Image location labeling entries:
◇ ◇ ◇ ◇
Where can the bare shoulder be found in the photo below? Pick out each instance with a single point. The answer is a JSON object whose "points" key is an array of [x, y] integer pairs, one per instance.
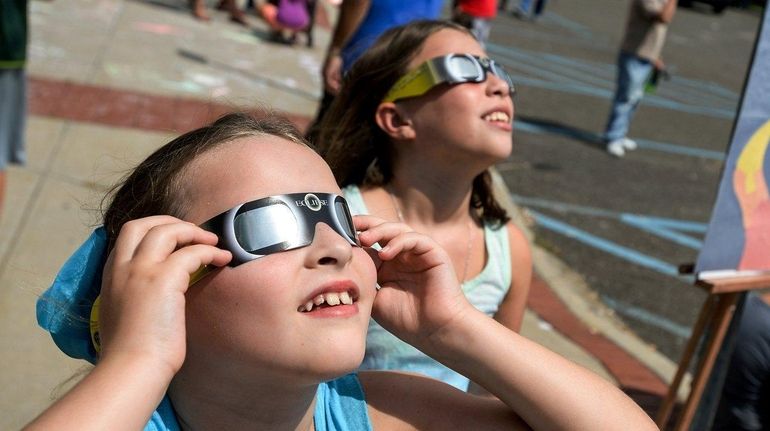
{"points": [[378, 202], [403, 401]]}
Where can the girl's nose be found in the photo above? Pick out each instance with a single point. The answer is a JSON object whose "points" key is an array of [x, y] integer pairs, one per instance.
{"points": [[497, 86], [328, 248]]}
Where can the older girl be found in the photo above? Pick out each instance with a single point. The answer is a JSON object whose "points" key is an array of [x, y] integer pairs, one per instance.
{"points": [[418, 122], [268, 338]]}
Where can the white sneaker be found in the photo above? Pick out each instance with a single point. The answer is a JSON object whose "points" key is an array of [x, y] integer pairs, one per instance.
{"points": [[616, 148], [629, 144]]}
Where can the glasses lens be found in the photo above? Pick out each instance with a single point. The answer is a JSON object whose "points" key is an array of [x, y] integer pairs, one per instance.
{"points": [[466, 69], [265, 226]]}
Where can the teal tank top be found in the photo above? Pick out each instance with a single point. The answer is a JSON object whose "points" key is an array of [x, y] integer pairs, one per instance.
{"points": [[384, 351], [340, 406]]}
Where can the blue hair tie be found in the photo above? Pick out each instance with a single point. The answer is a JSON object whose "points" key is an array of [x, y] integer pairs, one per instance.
{"points": [[65, 308]]}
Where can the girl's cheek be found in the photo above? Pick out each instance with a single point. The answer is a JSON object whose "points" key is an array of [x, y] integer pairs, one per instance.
{"points": [[366, 269]]}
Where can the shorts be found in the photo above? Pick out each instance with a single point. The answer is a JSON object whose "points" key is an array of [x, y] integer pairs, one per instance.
{"points": [[13, 113]]}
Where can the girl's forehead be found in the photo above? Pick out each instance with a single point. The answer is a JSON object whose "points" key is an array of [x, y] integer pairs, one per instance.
{"points": [[251, 168], [447, 41]]}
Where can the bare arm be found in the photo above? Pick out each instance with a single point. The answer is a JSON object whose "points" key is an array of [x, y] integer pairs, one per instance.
{"points": [[422, 304], [142, 326], [352, 13], [661, 14], [511, 311], [667, 14]]}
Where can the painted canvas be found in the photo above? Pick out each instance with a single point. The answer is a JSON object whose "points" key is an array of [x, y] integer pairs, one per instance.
{"points": [[738, 237]]}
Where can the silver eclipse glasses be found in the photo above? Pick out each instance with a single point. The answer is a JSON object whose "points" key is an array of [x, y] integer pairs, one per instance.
{"points": [[447, 69], [278, 223]]}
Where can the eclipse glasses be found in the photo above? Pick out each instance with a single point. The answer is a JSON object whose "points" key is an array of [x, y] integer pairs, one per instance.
{"points": [[279, 223], [449, 69]]}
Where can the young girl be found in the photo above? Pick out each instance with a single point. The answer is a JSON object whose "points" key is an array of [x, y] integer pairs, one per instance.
{"points": [[266, 340], [418, 121]]}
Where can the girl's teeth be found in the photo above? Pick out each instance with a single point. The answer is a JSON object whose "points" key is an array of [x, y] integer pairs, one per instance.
{"points": [[345, 298], [332, 298]]}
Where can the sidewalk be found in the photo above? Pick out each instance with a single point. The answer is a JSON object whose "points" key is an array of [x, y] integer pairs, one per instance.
{"points": [[111, 80]]}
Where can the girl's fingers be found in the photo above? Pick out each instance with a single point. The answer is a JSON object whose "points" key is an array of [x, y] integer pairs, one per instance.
{"points": [[375, 230], [192, 257], [162, 240], [132, 233], [364, 222], [410, 242]]}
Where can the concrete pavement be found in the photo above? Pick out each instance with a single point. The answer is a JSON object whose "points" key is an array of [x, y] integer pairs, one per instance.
{"points": [[111, 80]]}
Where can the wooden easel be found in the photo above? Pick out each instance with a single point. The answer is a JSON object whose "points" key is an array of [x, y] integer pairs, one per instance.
{"points": [[716, 313]]}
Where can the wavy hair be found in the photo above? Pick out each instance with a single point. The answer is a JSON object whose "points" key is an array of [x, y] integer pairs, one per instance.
{"points": [[156, 185]]}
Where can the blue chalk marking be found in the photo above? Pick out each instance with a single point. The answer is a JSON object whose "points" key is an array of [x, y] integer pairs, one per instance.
{"points": [[528, 127], [679, 149], [666, 228], [617, 250], [565, 74], [654, 228], [647, 317]]}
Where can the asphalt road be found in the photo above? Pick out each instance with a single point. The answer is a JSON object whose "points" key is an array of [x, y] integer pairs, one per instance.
{"points": [[624, 224]]}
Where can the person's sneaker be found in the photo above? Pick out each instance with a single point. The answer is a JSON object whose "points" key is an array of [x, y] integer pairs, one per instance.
{"points": [[629, 144], [616, 148]]}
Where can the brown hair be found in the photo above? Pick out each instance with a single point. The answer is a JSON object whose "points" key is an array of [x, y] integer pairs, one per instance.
{"points": [[156, 185], [350, 140]]}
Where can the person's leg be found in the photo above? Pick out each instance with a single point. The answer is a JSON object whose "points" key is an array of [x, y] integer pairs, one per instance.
{"points": [[199, 10], [13, 112], [632, 73], [236, 14]]}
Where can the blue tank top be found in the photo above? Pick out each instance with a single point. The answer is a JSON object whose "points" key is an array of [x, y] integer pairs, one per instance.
{"points": [[382, 15], [340, 406], [384, 351]]}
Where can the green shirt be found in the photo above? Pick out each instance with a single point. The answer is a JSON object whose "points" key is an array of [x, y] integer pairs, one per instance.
{"points": [[13, 34]]}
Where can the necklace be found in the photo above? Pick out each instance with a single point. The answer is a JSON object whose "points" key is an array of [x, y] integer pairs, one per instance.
{"points": [[400, 216]]}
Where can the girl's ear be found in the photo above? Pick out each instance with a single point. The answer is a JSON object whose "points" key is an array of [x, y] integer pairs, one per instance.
{"points": [[394, 121]]}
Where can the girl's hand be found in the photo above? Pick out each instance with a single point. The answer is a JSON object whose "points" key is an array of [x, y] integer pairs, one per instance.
{"points": [[419, 293], [142, 311]]}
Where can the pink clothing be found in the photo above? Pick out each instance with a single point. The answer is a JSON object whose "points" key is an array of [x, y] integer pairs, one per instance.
{"points": [[479, 8]]}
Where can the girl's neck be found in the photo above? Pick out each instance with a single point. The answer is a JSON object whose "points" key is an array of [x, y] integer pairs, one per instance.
{"points": [[427, 197], [201, 402]]}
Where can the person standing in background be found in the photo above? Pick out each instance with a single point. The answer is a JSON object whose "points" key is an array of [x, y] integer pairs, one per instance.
{"points": [[639, 56], [359, 24], [13, 86], [475, 15], [525, 11]]}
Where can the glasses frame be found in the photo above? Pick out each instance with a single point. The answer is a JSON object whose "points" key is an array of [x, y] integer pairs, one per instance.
{"points": [[308, 209], [439, 70]]}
◇ ◇ ◇ ◇
Every entry must be reproduced exactly, with the images left out.

Where can the bare shoulder be found in the photo below? Pick out each instance with a single point. The answer is a JSON object whose "points" key is an array of [x, y] integer pairs, one per instance.
{"points": [[378, 202], [403, 401]]}
Where can the girl's nose be found in the photo above? Pick out each instance with a single point. The answer is a JSON object whose "points" key is an array of [x, y] integer pairs, one per instance.
{"points": [[497, 86], [328, 248]]}
Where can the older girl be found in the photo above? Pick out each instance with a single point. The answer is a JSON object whose "points" key is an array of [x, y] integer pairs, one per instance.
{"points": [[418, 122], [268, 338]]}
Where can the white sneaker be found in the photo above? Pick out each instance with a single point. The answer is a JSON object whose "points" key is an array of [x, y] integer pairs, one per instance.
{"points": [[616, 148], [629, 144]]}
Where can the glasses lens be found in the photo above? Pick out each instance with a single point. The answer is a JSON object whose "points" key is an array of [x, y] integer pairs, one per instance.
{"points": [[466, 69], [265, 226]]}
Where can the teal tank top be found in the photo above? Pick out each instance with a single point. The answer is a JSON object whose "points" key is an array of [x, y] integer pairs, one per instance.
{"points": [[384, 351], [340, 406]]}
Where can the blue hair tie be found in the photo above? Pick out each instance with a single point. The answer is a JSON object whose "points" key is an array of [x, y] integer pairs, one per instance.
{"points": [[65, 308]]}
Where can the girl's cheek be found in the photo above? Pick out each instance with a single point. The answer is a JSON object whose "points" key is an array of [x, y] integer pairs, one per instance.
{"points": [[366, 269]]}
Where can the shorts be found in the photo above? Pick out each instance with a single point. The answer is a JSON object whose "points" key is an array of [x, y] integer pairs, one per instance.
{"points": [[13, 113]]}
Where can the girl's forehead be found in the photo above? Pick out each instance with a single point. The answer is a JSON object whose "points" key is an array of [x, y] integer pairs, one per instance.
{"points": [[251, 168], [447, 41]]}
Where can the bare arm be found in the photo above? Pick out each instance with a single point. The answer is a JSON object whose "points" key is an array of [x, y] integer pairs, one per instance.
{"points": [[422, 304], [142, 326], [352, 13], [661, 14], [511, 311], [667, 14]]}
Where can the painted canvas be found in the photo above? Pick out each instance with a single point. The answer is a JSON object whose "points" key is an array of [x, y] integer pairs, one per instance.
{"points": [[738, 237]]}
Where can the silver eclipse glasses be found in the photo above? Pick out each instance with a single point. The answer is a JSON object whose "points" key is an array of [x, y] integer pairs, one per instance.
{"points": [[447, 69], [278, 223]]}
Where can the eclipse glasses be found in the photo above? Pick out each instance with a single point. The answer is a JSON object whose "points" key is an array of [x, y] integer pairs, one per instance.
{"points": [[279, 223], [449, 69]]}
Where can the young girl be found in the photo above? Pick out each instance with a single point. The answer is a JSON object whose "points" key is an array of [x, y] integer pairs, one per instance.
{"points": [[266, 340], [418, 121]]}
Where can the girl's teeth be found in the photo above? Pick out each instance with a single point. The answer is a JSON object whose "points" key is an array of [x, y] integer pairs, one per instance.
{"points": [[345, 298], [332, 298]]}
Where can the sidewalk be found in the photo above? Pick out each instance with a single point. The answer is a JSON object whose "points" key is an array of [x, y] integer pairs, one per instance.
{"points": [[111, 80]]}
Where can the girl's fingers be found in the photo above? Pick out each instance with a single point. The answer is a JSON object whose "points" key is an array of [x, y] integer pairs, one per instance.
{"points": [[375, 230], [192, 257], [162, 240], [132, 233], [364, 222], [410, 242]]}
Where can the concrete pavement be found in the photo above? Pick out each instance with a single point. The answer is a JSON object whose "points" key is an array of [x, y] integer pairs, one per instance.
{"points": [[111, 80]]}
Where can the wooden easel be found in the photo above? Pick out each instance with a single point. The answer is a JSON object whose "points" key is an array of [x, y] integer pairs, one per instance.
{"points": [[716, 313]]}
Where can the wavy hair be found in the photo above? Pick out each instance with a single point. The answer is a JSON object whose "points" key is an array of [x, y] integer pairs, one per instance.
{"points": [[156, 185]]}
Where can the blue chalk marking be found in the photo above? Pick out each instance with a single point. The answer is a JSON object whose "points" key is an array of [x, y] integer pairs, one per instance.
{"points": [[528, 127], [679, 149], [666, 228], [617, 250], [565, 74], [654, 228], [647, 317]]}
Where can the asphalt road be found in the photo above? Pick out each instance with a single point. The answer is a JSON object whose "points" key is an array of [x, y] integer pairs, one per instance.
{"points": [[624, 224]]}
Where can the person's sneaker be found in the photo above? Pick out each instance with a single point. The answer is a JSON object whose "points" key is an array of [x, y] integer pairs, one per instance.
{"points": [[629, 144], [616, 148]]}
Where can the brown hair be found in the photo above? Pick out each instance with a single point. The answer is a JSON object whose "points" key is an array of [x, y] integer pairs, one per instance.
{"points": [[156, 185], [350, 140]]}
Where can the person's leg be found in the photo above? Pick out each instance with a single point. The answer is a JSON object whose "points" key is an array of [x, y] integer pairs, one per instance.
{"points": [[199, 10], [13, 112], [632, 73], [236, 14]]}
Where can the blue tank top be found in the photo above? Pick out each instance with a single point. The answer is a JSON object whose "points" key is an array of [x, y] integer pairs, one per instance.
{"points": [[382, 15], [340, 406], [384, 351]]}
Where can the green shirt be found in the photo above? Pick out each instance with a single point. The answer is a JSON object whose "points" key is an array of [x, y] integer pairs, one per instance.
{"points": [[13, 34]]}
Where can the necklace be found in the photo above? Pick out each instance with a single point. The answer is a JSON object whose "points" key is an array of [x, y] integer pairs, one per instance.
{"points": [[400, 216]]}
Where can the girl's ear be found in the photo above? Pick out each instance with a single point. The answer is a JSON object whose "points" key is an array of [x, y] integer pairs, one per instance.
{"points": [[394, 121]]}
Where can the girl's hand be found in the photo above? Pick out each instance with a single point. The answer is a JSON object whose "points" key is an array of [x, y] integer pairs, one per instance.
{"points": [[419, 293], [142, 311]]}
Where can the pink clothing be found in the photo above? Pick out each instance with a single point. The answer is a JSON object whose "points" key is an array of [x, y] integer pairs, one per instance.
{"points": [[479, 8]]}
Where can the girl's neck be found in the photo above? Pick out each instance with a single point. The answer is a JSON object whose "points" key is an array of [x, y] integer pairs, one per instance.
{"points": [[427, 197], [201, 402]]}
Where can the person standing in background be found in the photo above? Pick out each instance with a single point. The answer is a JSON object whose "points" key is an array of [x, y] integer pairs, one per instance.
{"points": [[639, 56], [359, 24], [13, 86], [475, 15], [525, 11]]}
Where can the glasses frame be found in the photo above? Pick out each instance with a single point. The answer is a JSON object whose "points" key is an array of [x, y] integer pairs, one per instance.
{"points": [[308, 209], [439, 70]]}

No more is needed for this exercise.